◆ SUPPLIED MATERIAL
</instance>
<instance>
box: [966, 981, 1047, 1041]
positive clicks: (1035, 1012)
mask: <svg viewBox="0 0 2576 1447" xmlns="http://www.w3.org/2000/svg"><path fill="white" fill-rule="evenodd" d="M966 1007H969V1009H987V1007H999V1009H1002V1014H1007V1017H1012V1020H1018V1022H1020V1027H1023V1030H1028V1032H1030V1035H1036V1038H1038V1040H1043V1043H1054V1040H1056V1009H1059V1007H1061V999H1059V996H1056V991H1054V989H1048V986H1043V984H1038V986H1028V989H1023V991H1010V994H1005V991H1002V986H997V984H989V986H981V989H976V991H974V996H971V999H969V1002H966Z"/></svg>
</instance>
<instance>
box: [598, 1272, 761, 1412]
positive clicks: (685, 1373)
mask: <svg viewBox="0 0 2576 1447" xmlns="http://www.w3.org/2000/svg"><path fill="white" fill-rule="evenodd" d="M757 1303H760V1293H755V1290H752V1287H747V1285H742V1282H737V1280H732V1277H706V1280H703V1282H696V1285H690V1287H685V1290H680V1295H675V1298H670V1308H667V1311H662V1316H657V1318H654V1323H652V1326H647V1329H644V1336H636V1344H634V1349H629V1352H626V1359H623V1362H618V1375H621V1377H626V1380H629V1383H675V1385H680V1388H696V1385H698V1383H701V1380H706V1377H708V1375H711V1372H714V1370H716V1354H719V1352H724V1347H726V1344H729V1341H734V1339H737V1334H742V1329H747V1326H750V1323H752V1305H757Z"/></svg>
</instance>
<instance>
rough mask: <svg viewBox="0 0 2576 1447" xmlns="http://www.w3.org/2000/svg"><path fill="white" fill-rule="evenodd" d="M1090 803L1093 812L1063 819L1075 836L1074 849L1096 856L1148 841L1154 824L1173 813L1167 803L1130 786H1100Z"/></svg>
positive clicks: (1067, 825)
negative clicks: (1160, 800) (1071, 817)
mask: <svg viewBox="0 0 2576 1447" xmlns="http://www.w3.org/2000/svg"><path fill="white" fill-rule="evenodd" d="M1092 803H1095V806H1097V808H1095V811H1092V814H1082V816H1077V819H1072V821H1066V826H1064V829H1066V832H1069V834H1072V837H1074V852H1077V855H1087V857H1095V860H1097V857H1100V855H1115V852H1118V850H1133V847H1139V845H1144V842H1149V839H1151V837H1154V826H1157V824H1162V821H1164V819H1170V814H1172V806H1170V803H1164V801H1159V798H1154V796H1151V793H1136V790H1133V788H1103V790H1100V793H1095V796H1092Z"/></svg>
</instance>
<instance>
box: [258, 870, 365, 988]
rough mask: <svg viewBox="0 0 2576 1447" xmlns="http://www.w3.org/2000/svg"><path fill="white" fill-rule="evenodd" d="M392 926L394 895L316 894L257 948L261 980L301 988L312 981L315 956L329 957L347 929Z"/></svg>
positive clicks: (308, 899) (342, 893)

◆ TASK REQUIREMENTS
Starting at the top of the listing above, repeat every line exactly until the line that contains "box: [598, 1272, 761, 1412]" has been repeated too.

◆ EXERCISE SOLUTION
</instance>
<instance>
box: [966, 981, 1047, 1041]
positive clicks: (1035, 1012)
mask: <svg viewBox="0 0 2576 1447" xmlns="http://www.w3.org/2000/svg"><path fill="white" fill-rule="evenodd" d="M966 1007H969V1009H987V1007H999V1009H1002V1014H1007V1017H1012V1020H1018V1022H1020V1027H1023V1030H1028V1032H1030V1035H1036V1038H1038V1040H1043V1043H1054V1040H1056V1009H1059V1007H1061V999H1059V996H1056V991H1054V989H1048V986H1043V984H1038V986H1028V989H1023V991H1010V994H1005V991H1002V986H997V984H989V986H981V989H976V991H974V996H971V999H969V1002H966Z"/></svg>
</instance>
<instance>
box: [598, 1272, 761, 1412]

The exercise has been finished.